Source information:
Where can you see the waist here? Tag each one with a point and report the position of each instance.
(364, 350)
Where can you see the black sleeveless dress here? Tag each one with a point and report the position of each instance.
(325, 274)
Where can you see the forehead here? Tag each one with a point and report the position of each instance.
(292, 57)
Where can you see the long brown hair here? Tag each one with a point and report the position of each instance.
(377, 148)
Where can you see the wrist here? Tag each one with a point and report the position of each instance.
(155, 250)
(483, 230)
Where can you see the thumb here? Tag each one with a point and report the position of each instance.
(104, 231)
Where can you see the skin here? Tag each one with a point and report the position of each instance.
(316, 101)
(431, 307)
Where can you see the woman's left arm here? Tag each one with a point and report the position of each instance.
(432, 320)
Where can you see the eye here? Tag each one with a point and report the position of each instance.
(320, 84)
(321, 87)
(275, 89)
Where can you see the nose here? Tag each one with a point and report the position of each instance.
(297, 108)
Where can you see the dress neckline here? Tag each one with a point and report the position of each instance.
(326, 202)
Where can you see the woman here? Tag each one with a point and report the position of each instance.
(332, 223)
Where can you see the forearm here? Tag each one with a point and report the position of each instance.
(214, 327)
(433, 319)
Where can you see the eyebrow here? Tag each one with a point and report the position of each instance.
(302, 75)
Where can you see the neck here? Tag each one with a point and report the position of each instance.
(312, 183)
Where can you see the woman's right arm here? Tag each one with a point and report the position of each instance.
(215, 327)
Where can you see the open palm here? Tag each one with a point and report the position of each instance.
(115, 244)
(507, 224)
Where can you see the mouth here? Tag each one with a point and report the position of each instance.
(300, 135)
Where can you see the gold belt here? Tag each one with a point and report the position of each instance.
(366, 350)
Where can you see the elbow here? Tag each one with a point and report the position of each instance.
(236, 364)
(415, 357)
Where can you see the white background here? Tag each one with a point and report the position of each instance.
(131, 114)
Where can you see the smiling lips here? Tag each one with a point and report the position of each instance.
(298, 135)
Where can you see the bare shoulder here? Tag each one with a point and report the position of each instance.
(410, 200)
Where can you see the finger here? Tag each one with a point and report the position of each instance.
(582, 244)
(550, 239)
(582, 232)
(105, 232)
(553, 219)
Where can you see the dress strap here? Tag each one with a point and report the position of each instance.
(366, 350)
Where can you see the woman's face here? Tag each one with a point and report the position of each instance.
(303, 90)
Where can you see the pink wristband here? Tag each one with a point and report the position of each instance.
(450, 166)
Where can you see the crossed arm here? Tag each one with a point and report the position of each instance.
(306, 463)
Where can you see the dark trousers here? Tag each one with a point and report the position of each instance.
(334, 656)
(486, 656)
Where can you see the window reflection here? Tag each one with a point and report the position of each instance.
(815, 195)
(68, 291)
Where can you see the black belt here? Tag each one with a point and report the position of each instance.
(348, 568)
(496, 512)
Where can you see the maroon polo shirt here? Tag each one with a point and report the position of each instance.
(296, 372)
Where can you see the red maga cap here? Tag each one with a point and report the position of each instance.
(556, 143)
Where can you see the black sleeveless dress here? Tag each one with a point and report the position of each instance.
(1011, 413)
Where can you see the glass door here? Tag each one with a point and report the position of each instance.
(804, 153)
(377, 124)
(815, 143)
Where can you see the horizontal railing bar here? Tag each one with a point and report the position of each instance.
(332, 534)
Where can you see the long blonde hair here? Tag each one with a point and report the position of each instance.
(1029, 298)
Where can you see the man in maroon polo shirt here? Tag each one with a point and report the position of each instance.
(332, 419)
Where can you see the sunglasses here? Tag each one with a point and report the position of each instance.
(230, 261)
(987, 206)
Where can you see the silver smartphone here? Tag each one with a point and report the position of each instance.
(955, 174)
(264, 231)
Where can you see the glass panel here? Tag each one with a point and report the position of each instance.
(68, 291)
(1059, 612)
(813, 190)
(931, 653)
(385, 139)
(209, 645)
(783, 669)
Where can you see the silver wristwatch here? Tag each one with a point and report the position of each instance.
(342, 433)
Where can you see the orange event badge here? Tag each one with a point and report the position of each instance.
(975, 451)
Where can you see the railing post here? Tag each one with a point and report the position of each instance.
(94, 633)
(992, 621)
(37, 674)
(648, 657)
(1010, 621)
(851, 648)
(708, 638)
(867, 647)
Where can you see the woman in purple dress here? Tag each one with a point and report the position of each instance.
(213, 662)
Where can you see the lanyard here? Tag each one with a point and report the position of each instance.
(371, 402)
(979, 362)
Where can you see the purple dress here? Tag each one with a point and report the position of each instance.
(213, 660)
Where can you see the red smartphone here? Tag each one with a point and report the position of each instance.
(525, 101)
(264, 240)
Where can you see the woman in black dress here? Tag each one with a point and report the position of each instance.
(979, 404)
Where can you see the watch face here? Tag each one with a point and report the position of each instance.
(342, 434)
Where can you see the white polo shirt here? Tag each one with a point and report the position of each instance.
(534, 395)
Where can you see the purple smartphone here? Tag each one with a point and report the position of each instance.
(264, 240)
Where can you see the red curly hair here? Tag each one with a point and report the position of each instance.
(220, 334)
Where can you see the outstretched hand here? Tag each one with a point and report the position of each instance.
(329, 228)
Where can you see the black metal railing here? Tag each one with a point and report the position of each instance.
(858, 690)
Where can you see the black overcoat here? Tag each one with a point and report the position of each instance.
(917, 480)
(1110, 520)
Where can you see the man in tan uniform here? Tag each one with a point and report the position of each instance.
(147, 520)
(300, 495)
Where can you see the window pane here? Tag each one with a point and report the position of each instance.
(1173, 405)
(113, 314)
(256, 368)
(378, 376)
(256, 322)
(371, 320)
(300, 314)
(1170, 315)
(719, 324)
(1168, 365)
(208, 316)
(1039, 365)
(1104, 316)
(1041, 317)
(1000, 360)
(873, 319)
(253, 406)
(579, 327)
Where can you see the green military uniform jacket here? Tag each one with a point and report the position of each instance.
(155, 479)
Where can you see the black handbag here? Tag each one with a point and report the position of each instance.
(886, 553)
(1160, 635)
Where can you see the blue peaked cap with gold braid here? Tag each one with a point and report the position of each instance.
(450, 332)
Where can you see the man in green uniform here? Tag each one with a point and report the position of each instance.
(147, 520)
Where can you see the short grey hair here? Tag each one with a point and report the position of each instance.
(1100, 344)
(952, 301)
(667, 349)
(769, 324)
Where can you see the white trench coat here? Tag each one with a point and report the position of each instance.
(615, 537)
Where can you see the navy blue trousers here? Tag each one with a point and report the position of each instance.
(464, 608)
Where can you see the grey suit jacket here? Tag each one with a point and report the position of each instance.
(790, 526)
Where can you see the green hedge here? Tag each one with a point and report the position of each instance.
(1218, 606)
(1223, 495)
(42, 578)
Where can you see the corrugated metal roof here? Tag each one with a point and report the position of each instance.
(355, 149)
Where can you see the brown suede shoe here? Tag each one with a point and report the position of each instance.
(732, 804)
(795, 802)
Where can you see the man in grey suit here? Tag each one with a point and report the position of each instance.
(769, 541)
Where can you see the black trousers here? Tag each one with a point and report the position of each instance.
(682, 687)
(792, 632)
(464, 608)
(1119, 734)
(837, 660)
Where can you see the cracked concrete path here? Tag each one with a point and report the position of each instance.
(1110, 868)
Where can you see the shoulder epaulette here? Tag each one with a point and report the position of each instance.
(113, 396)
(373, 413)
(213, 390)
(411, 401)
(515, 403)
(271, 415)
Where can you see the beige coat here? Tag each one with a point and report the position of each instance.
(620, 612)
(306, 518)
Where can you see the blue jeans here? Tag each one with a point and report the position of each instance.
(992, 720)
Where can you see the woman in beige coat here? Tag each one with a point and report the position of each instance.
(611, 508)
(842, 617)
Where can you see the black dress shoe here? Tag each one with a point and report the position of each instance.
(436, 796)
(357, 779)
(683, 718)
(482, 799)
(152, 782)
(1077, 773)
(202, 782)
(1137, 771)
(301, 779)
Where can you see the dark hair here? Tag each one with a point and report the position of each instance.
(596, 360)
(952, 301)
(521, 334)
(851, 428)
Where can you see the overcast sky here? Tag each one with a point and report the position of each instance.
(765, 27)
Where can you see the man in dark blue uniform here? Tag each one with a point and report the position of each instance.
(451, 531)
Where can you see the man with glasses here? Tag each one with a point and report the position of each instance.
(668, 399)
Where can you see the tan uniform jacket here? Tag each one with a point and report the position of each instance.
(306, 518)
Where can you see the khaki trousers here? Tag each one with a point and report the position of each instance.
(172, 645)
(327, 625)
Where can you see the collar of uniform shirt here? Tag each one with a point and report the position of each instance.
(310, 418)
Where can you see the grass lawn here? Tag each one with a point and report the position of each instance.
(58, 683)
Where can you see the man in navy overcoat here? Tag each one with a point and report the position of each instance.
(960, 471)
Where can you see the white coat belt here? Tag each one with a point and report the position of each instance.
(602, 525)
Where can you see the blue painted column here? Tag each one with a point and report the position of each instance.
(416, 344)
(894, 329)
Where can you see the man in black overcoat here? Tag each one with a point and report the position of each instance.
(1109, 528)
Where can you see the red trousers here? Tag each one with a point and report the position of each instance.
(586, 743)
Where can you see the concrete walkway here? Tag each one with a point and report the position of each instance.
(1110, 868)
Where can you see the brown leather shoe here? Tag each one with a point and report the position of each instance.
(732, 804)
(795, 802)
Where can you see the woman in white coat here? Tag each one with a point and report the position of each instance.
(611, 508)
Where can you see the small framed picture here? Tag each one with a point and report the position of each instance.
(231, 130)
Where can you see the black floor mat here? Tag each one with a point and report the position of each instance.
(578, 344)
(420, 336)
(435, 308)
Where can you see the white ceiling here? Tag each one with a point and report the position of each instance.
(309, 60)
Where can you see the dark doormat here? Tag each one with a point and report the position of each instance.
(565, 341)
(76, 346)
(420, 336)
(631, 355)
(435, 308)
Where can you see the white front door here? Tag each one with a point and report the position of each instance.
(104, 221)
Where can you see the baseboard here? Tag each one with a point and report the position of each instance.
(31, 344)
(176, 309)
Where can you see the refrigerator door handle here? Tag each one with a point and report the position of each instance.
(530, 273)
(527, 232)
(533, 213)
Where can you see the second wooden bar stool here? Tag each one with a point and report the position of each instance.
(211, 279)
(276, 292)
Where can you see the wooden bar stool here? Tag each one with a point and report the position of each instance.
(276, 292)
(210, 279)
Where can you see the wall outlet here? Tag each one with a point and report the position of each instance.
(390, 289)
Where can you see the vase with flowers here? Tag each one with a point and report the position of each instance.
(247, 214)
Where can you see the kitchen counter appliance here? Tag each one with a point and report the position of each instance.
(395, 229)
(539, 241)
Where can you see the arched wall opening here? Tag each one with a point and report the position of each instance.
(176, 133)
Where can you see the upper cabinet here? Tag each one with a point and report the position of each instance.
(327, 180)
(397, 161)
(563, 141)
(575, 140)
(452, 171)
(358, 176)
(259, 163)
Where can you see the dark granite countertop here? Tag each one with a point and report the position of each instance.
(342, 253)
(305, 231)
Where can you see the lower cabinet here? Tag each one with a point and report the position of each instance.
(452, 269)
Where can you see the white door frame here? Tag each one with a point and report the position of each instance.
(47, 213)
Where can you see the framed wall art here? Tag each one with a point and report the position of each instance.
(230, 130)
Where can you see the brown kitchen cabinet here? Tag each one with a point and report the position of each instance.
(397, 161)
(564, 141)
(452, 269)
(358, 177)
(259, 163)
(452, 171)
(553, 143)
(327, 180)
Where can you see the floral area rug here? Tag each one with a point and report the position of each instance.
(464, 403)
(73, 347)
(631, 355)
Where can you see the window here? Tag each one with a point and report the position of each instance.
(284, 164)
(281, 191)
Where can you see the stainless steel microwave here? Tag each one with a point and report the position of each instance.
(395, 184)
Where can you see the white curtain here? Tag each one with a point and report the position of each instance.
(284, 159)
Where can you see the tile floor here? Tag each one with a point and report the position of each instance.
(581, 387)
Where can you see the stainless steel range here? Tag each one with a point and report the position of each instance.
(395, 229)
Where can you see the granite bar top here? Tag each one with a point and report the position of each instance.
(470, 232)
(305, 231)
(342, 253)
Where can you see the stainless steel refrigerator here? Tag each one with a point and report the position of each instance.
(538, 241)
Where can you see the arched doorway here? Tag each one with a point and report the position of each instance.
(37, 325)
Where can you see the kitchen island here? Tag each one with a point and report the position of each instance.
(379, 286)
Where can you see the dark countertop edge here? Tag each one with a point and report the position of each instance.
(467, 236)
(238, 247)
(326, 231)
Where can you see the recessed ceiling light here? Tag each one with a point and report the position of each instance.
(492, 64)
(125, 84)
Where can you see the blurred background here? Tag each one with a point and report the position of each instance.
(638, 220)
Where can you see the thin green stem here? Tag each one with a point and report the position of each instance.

Problem to solve:
Write out exactly the final stretch of the records: the line containing "Where can you see the granite" and every line after it, through the last, and nothing else.

Response to the task:
Where can you see the granite bar top here? Tag each one with a point and report the position of each instance.
(470, 232)
(305, 231)
(342, 253)
Where can you see the stainless steel refrigerator here? Tag each one with a point and report the position of each instance.
(538, 241)
Where can you see the arched doorway here? Tag each one with a point and report the position of each instance.
(37, 325)
Where can you see the kitchen island here? Tag each one with a point and report the position of each instance.
(379, 286)
Where can you see the dark countertop edge here? Tag each one with a point and report the position of each instance.
(467, 236)
(238, 247)
(326, 231)
Where can you see the recessed ceiling light here? Tag each one with a point and report the position of each instance.
(492, 64)
(125, 84)
Where can you see the blurred background here? Tag each one with a point and report the position of each instance.
(638, 220)
Where can you see the thin green stem here? Tag each one with a point and report the position of each instance.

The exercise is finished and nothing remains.